*DATA FOR THIS EXERCISE*
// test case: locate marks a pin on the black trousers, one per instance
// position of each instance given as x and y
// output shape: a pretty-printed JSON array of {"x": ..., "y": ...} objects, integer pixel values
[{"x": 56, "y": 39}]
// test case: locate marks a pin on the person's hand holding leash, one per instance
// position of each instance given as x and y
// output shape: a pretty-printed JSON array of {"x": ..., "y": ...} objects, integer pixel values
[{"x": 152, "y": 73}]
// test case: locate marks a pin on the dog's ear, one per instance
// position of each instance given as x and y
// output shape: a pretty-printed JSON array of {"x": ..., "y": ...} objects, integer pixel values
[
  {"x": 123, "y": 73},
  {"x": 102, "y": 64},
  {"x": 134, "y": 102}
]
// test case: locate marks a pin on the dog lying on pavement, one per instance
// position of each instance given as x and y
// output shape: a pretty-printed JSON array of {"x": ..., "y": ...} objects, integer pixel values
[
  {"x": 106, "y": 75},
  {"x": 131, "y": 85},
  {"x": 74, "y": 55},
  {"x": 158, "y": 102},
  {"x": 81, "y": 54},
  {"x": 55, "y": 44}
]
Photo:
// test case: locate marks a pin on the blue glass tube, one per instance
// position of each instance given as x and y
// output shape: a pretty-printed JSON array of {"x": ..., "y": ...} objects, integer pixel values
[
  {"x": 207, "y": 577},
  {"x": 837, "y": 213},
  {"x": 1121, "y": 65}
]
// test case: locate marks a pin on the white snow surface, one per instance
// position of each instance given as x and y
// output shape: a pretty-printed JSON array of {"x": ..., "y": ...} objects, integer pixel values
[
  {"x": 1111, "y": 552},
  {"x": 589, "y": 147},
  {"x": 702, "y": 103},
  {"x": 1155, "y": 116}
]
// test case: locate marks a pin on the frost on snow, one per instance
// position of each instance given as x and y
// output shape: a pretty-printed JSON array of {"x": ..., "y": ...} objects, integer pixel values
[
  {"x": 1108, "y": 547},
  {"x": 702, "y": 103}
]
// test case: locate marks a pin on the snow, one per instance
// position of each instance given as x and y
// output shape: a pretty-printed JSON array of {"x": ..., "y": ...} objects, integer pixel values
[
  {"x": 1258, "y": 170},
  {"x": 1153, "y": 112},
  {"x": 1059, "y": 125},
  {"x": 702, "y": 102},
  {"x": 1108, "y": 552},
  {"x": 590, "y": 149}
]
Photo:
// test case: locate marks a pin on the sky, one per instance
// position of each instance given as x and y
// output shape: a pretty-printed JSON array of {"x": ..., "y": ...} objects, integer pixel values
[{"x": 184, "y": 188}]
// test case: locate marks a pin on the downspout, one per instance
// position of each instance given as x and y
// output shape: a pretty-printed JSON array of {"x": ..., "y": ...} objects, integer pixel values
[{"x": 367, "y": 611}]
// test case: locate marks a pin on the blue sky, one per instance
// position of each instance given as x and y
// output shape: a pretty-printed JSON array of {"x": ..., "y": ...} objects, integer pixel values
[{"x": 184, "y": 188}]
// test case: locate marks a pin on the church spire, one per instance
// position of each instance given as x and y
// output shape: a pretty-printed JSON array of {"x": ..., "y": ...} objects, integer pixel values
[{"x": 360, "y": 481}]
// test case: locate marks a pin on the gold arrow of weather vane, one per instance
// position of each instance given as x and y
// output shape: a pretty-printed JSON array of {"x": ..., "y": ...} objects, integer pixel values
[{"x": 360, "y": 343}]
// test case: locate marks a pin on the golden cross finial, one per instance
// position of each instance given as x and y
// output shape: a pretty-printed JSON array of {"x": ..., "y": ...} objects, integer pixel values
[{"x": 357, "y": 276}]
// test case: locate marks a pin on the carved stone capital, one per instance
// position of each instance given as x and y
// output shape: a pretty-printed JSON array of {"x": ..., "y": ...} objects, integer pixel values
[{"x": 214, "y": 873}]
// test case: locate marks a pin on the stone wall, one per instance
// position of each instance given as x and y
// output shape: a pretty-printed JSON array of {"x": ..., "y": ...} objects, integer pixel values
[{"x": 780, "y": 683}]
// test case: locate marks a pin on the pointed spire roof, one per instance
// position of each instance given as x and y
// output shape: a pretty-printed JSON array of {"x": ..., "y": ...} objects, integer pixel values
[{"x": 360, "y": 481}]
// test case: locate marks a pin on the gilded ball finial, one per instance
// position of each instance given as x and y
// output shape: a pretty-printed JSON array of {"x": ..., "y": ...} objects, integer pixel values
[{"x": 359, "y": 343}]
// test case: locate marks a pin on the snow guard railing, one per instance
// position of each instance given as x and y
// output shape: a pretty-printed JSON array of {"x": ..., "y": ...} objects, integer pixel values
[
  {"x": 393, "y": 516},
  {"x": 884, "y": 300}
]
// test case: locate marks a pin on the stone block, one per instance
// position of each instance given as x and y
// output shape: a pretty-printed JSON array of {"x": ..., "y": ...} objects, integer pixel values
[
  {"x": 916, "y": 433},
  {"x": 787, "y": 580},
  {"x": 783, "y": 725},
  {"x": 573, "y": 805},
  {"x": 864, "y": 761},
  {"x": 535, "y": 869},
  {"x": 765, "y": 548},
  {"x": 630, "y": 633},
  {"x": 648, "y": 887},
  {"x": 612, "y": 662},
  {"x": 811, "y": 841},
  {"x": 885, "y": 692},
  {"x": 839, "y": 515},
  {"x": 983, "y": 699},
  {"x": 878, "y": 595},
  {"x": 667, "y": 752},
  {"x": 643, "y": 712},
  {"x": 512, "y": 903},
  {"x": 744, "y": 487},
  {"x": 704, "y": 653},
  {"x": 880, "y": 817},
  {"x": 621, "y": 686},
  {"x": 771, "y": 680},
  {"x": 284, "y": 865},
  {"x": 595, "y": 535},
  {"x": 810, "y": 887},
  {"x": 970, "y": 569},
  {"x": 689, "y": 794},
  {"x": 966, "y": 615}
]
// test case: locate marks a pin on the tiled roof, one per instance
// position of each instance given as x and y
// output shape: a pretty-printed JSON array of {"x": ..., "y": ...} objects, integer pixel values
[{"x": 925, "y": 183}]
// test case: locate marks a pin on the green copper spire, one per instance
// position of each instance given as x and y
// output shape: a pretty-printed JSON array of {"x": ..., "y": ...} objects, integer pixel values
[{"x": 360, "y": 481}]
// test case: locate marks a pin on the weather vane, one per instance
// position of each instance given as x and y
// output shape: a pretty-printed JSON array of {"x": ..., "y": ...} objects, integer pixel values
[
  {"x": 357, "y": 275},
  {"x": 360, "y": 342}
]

*WORK TO BE COMPLETED*
Copy out every record exactly.

*RESPONSE AREA*
// test case: locate marks a pin on the black trousers, one per instance
// position of each instance given as x and y
// output shape: a pretty-printed JSON array of {"x": ..., "y": ...} objects, integer pixel values
[{"x": 56, "y": 39}]
// test case: locate marks a pin on the person's hand holding leash, one per instance
// position of each instance given as x and y
// output shape: a pretty-printed JSON array of {"x": ..., "y": ...} objects, integer pixel values
[{"x": 152, "y": 73}]
// test case: locate marks a pin on the dog's ear, one per instance
// position of each instance given as x and y
// output shape: a pretty-printed JSON array of {"x": ..., "y": ...} objects, integer pixel values
[
  {"x": 123, "y": 73},
  {"x": 102, "y": 64},
  {"x": 134, "y": 102}
]
// test case: locate marks a pin on the dog lying on pavement, one per instance
// position of each instance given as x and y
// output shape: a pretty-printed JSON array of {"x": ..., "y": ...} objects, integer pixel values
[
  {"x": 106, "y": 75},
  {"x": 131, "y": 85},
  {"x": 74, "y": 55},
  {"x": 158, "y": 102},
  {"x": 81, "y": 54},
  {"x": 55, "y": 44}
]
Photo:
// test case: locate marks a pin on the blue glass tube, one per instance
// position of each instance given as x and y
// output shape: a pretty-printed JSON array of {"x": ..., "y": ...} objects, integer pixel values
[
  {"x": 207, "y": 577},
  {"x": 837, "y": 213},
  {"x": 1121, "y": 65}
]
// test case: locate marks a pin on the white snow surface, one per instance
// position of each instance given as x and y
// output shape: a pretty-printed JSON array of {"x": ..., "y": ...} objects, integer pixel values
[
  {"x": 1111, "y": 552},
  {"x": 589, "y": 147},
  {"x": 702, "y": 103},
  {"x": 1155, "y": 116}
]
// test case: locate marks a pin on the frost on snow, one per instance
// position of each instance given as x and y
// output shape: a pretty-printed JSON array of {"x": ..., "y": ...} objects, integer pixel values
[
  {"x": 1108, "y": 547},
  {"x": 702, "y": 103}
]
// test case: locate marks a pin on the snow, one per instance
// position of each instance given as x and y
// output shape: a pretty-printed JSON array of {"x": ..., "y": ...} objects, integer pixel values
[
  {"x": 1258, "y": 170},
  {"x": 1153, "y": 112},
  {"x": 1059, "y": 125},
  {"x": 702, "y": 102},
  {"x": 1108, "y": 552},
  {"x": 590, "y": 149}
]
Photo:
// test case: locate marks a pin on the sky, one per instance
// position of each instance given as x and y
// output shape: a pretty-printed JSON array of {"x": ..., "y": ...} objects, integer pixel values
[{"x": 184, "y": 188}]
// test case: locate marks a pin on the downspout, one per instance
// position of each instance given as x and y
// output shape: a pretty-printed JSON array of {"x": ..., "y": ...} objects, integer pixel values
[{"x": 367, "y": 611}]
// test case: locate marks a pin on the blue sky, one per instance
// position of each instance given as x and y
// output shape: a pretty-printed JSON array of {"x": ..., "y": ...} objects, integer pixel values
[{"x": 184, "y": 188}]
// test case: locate marks a pin on the church spire, one per instance
// position of each instance given as x and y
// output shape: a pretty-printed JSON array of {"x": ..., "y": ...} objects, integer pixel values
[{"x": 360, "y": 481}]
// test case: locate marks a pin on the gold arrow of weather vane, one per instance
// position of each instance given as x and y
// output shape: a pretty-printed JSON array of {"x": ..., "y": ...} objects, integer pixel values
[{"x": 360, "y": 343}]
// test case: locate marks a pin on the golden cross finial, one per instance
// position of each instance given as x and y
// output shape: a pretty-printed JSON array of {"x": ..., "y": ...} objects, integer pixel values
[{"x": 357, "y": 276}]
// test case: locate marks a pin on the carved stone capital, one per instance
// position of each instance given as x and y
// output shape: a pretty-printed JSON array of {"x": ..., "y": ...} objects, integer pixel values
[{"x": 214, "y": 873}]
// test case: locate marks a pin on the stone wall, one per instance
// position of each instance given as x and y
// output shape: a pretty-printed JSON array of {"x": ..., "y": ...} objects, integer pixel values
[{"x": 780, "y": 683}]
// test case: locate marks a pin on the pointed spire roof, one per instance
// position of each instance given as x and y
// output shape: a pretty-printed JSON array of {"x": ..., "y": ...} objects, integer pixel values
[{"x": 360, "y": 481}]
// test case: locate marks a pin on the gilded ball finial, one per instance
// position of each instance given as x and y
// output shape: a pretty-printed JSON array of {"x": ..., "y": ...} objects, integer pixel values
[{"x": 359, "y": 343}]
// test case: locate marks a pin on the snow guard railing, one per instance
// position of each instance given as x and y
// output shape: a pretty-printed JSON array of {"x": ..., "y": ...} objects, integer pixel values
[
  {"x": 393, "y": 516},
  {"x": 884, "y": 300}
]
// test case: locate marks a pin on the stone block, one per instance
// position of each instance given as x and y
// output shape: a pretty-printed JSON array of {"x": ..., "y": ...} objects, integer pixel values
[
  {"x": 916, "y": 433},
  {"x": 787, "y": 580},
  {"x": 783, "y": 725},
  {"x": 573, "y": 805},
  {"x": 864, "y": 761},
  {"x": 535, "y": 869},
  {"x": 765, "y": 548},
  {"x": 630, "y": 633},
  {"x": 648, "y": 887},
  {"x": 612, "y": 662},
  {"x": 811, "y": 841},
  {"x": 885, "y": 692},
  {"x": 839, "y": 515},
  {"x": 983, "y": 699},
  {"x": 878, "y": 595},
  {"x": 667, "y": 752},
  {"x": 643, "y": 712},
  {"x": 512, "y": 903},
  {"x": 744, "y": 487},
  {"x": 704, "y": 653},
  {"x": 880, "y": 817},
  {"x": 621, "y": 686},
  {"x": 771, "y": 680},
  {"x": 284, "y": 865},
  {"x": 595, "y": 535},
  {"x": 810, "y": 887},
  {"x": 970, "y": 569},
  {"x": 689, "y": 794},
  {"x": 966, "y": 615}
]
// test case: locate marks a pin on the tiled roof, one per instance
// position of each instance given as x and y
// output shape: a pretty-printed JSON array of {"x": ..., "y": ...} objects, integer pixel values
[{"x": 925, "y": 183}]
// test case: locate marks a pin on the green copper spire, one per instance
// position of each instance given as x and y
// output shape: a pretty-printed JSON array of {"x": ..., "y": ...} objects, integer pixel values
[{"x": 360, "y": 481}]
// test case: locate marks a pin on the weather vane, one per instance
// position of each instance given as x and y
// output shape: a pretty-printed JSON array of {"x": ..., "y": ...} objects, integer pixel values
[
  {"x": 357, "y": 275},
  {"x": 360, "y": 342}
]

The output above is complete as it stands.